> _About this task_:
Could you return the entire listing below exactly as written?

- - - -

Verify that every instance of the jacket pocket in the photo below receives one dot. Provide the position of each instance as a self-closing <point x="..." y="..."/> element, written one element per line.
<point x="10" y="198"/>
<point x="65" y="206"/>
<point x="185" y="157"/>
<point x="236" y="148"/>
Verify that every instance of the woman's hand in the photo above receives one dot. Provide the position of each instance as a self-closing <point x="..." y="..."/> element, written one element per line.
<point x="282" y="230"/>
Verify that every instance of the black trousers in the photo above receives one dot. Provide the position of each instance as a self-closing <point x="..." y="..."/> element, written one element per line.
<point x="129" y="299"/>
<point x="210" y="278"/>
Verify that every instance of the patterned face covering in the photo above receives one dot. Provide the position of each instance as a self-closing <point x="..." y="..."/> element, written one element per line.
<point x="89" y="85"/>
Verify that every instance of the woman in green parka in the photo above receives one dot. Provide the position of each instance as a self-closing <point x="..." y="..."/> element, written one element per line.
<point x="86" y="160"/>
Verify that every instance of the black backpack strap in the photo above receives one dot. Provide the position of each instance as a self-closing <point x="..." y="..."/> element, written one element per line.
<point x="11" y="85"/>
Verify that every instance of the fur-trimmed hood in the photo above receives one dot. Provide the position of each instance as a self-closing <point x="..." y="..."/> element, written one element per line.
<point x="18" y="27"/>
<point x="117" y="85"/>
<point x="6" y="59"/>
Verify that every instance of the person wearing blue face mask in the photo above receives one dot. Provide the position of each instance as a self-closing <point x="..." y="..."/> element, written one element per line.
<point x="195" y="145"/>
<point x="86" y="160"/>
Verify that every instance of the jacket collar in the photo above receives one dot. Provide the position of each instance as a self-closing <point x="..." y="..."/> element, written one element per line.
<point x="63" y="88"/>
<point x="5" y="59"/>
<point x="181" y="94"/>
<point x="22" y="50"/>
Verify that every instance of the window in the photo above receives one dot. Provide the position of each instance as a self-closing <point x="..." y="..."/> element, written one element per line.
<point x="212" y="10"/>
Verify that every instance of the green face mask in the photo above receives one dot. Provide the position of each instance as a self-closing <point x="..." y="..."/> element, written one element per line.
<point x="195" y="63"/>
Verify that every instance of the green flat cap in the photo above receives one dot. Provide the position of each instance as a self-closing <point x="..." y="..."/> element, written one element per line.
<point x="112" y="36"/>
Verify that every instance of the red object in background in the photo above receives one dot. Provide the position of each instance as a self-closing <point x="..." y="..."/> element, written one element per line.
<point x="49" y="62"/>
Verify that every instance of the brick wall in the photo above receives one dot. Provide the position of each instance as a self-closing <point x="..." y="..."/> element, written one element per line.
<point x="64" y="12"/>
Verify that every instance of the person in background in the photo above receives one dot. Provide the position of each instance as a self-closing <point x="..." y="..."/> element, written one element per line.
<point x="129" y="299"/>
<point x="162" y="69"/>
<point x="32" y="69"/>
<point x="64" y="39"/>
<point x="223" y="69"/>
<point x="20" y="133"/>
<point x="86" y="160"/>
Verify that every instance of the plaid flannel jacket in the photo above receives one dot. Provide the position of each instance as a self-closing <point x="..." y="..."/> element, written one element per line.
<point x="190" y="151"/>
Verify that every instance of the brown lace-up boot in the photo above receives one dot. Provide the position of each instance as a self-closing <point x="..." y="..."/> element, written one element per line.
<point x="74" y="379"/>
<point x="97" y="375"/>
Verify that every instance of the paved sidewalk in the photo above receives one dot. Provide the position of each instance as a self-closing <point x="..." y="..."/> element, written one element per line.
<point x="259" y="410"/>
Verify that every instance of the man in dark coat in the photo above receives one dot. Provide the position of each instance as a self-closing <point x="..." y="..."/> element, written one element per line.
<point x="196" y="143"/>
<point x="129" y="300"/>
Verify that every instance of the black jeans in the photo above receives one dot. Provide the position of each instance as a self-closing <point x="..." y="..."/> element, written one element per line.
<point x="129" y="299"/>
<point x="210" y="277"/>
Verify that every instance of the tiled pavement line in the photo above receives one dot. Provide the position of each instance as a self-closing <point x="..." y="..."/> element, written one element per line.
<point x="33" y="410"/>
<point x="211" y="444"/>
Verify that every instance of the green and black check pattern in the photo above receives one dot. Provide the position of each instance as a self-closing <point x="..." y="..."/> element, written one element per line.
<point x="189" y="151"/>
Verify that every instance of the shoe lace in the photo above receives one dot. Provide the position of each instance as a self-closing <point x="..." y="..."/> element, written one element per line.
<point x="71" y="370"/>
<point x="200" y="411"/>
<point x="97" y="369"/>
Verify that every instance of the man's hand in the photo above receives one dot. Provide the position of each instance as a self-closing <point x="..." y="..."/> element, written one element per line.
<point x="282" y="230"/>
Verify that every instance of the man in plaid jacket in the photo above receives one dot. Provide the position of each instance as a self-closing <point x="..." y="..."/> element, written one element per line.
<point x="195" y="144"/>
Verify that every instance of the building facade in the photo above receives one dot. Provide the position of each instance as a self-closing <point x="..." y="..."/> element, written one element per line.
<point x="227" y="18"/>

- - - -

> _Result below_:
Verify that every instance of the jacket pocket in the photo below receives one dot. Provide the position of each instance as a self-closing <point x="..." y="..."/> element, written one element per line.
<point x="10" y="198"/>
<point x="65" y="206"/>
<point x="185" y="157"/>
<point x="236" y="148"/>
Verify that every instance of the woman's hand in the photo above receives one dot. Provide the position of each instance as a self-closing <point x="..." y="..."/> element, written one element per line.
<point x="282" y="230"/>
Verify that every instance of the black trousers in the photo above receives one dot. Provide the position of each instance as a self-closing <point x="..." y="..."/> element, written one element per line.
<point x="129" y="299"/>
<point x="210" y="278"/>
Verify that every instance of the patterned face covering in the photo above receives one dot. Provide the position of each instance as a self-closing <point x="..." y="..."/> element, written one element per line.
<point x="89" y="85"/>
Verify that every instance of the woman in green parka in the photo above receives one dot. Provide the position of each instance as a self-closing <point x="..." y="..."/> element, written one element per line.
<point x="86" y="160"/>
Verify that every instance of the black backpack strap in the photo above receives one dot. Provide the position of each instance as a self-closing <point x="..." y="..."/> element, written one element per line.
<point x="11" y="85"/>
Verify that every instance of the fur-trimmed hood in the photo above receives one dot. Provide the position of each instance as a self-closing <point x="..." y="..."/> element, written one element per line.
<point x="18" y="27"/>
<point x="117" y="85"/>
<point x="6" y="59"/>
Verify that every instance of the person wearing blue face mask in the photo above receives one dot. Provide the position of each instance as a self-closing <point x="..." y="..."/> element, written one element per line.
<point x="195" y="145"/>
<point x="86" y="160"/>
Verify that every instance of the jacket collar in the photo above receives one dot. Provide the position of each instance as a self-closing <point x="..." y="..."/> element, written one element per line.
<point x="63" y="88"/>
<point x="5" y="59"/>
<point x="181" y="94"/>
<point x="22" y="50"/>
Verify that every instance of the window in the photo above receives one dot. Provide the position of each instance as a self-closing <point x="..." y="..."/> element, written one element per line.
<point x="212" y="10"/>
Verify that every instance of the green face mask in the photo above receives one dot. Provide the position of each instance as a self-closing <point x="..." y="..."/> element, written one element per line.
<point x="195" y="63"/>
Verify that every instance of the green flat cap in the photo above receives one dot. Provide the position of each instance as a self-closing <point x="..." y="..."/> element, written one element per line.
<point x="112" y="36"/>
Verify that every instance of the red object in background in the photo above receives one dot. Provide the position of each instance as a self-closing <point x="..." y="..."/> element, written one element per line.
<point x="49" y="62"/>
Verify that every instance of the brick wall in the photo above receives one dot. Provide the position of each instance as a self-closing <point x="..." y="..."/> element, written one element per line.
<point x="64" y="12"/>
Verify that every instance of the person in background in the photo above receives one dot. Provide the position of each instance as a self-closing <point x="..." y="..."/> element, written one element per line.
<point x="129" y="299"/>
<point x="162" y="69"/>
<point x="32" y="69"/>
<point x="64" y="39"/>
<point x="223" y="69"/>
<point x="20" y="133"/>
<point x="86" y="160"/>
Verify that every instance of the plaid flannel jacket in the photo above receives one dot. Provide the position of each instance as a self-closing <point x="..." y="..."/> element, written one element per line.
<point x="190" y="151"/>
Verify that every instance of the brown lace-up boot in the photo above receives one dot. Provide the position of each instance as a self-closing <point x="..." y="..."/> element, written one element per line.
<point x="74" y="379"/>
<point x="97" y="375"/>
Verify that every instance of the paved sidewalk in the photo above receives one dot. Provide the position of each instance as a self-closing <point x="..." y="..."/> element, written one element per line.
<point x="259" y="410"/>
Verify that every instance of the man in dark coat in the photo above receives one dot. Provide the position of each instance as a self-closing <point x="..." y="..."/> element, written one element per line.
<point x="196" y="143"/>
<point x="129" y="300"/>
Verify that every instance of the black jeans in the photo above receives one dot. Provide the position of each instance as a self-closing <point x="..." y="..."/> element, written one element per line.
<point x="129" y="299"/>
<point x="210" y="277"/>
Verify that every instance of the tiled pavement line in the photo above receives one dot. Provide the position of each instance as a self-closing <point x="..." y="..."/> element, written one element per line.
<point x="33" y="410"/>
<point x="211" y="444"/>
Verify that every instance of the green and black check pattern in the photo above receives one dot. Provide the position of each instance as a self-closing <point x="..." y="..."/> element, written one element per line.
<point x="189" y="151"/>
Verify that every instance of the shoe lace in the photo above receives one dot. Provide the position of each instance as a self-closing <point x="..." y="..."/> element, written one element per line.
<point x="71" y="370"/>
<point x="200" y="411"/>
<point x="97" y="369"/>
Verify that every instance of the man's hand in the photo above receives one dot. Provide the position of each instance as a self-closing <point x="..." y="..."/> element, written one element per line.
<point x="282" y="230"/>
Verify that every instance of the man in plaid jacket in the photo above receives one dot. Provide the position of each instance as a self-closing <point x="..." y="..."/> element, written one element per line.
<point x="195" y="144"/>
Verify that every instance of the building facade in the photo above receives one dot. Provide the position of each instance as a self-closing <point x="..." y="..."/> element, written one element per line.
<point x="227" y="18"/>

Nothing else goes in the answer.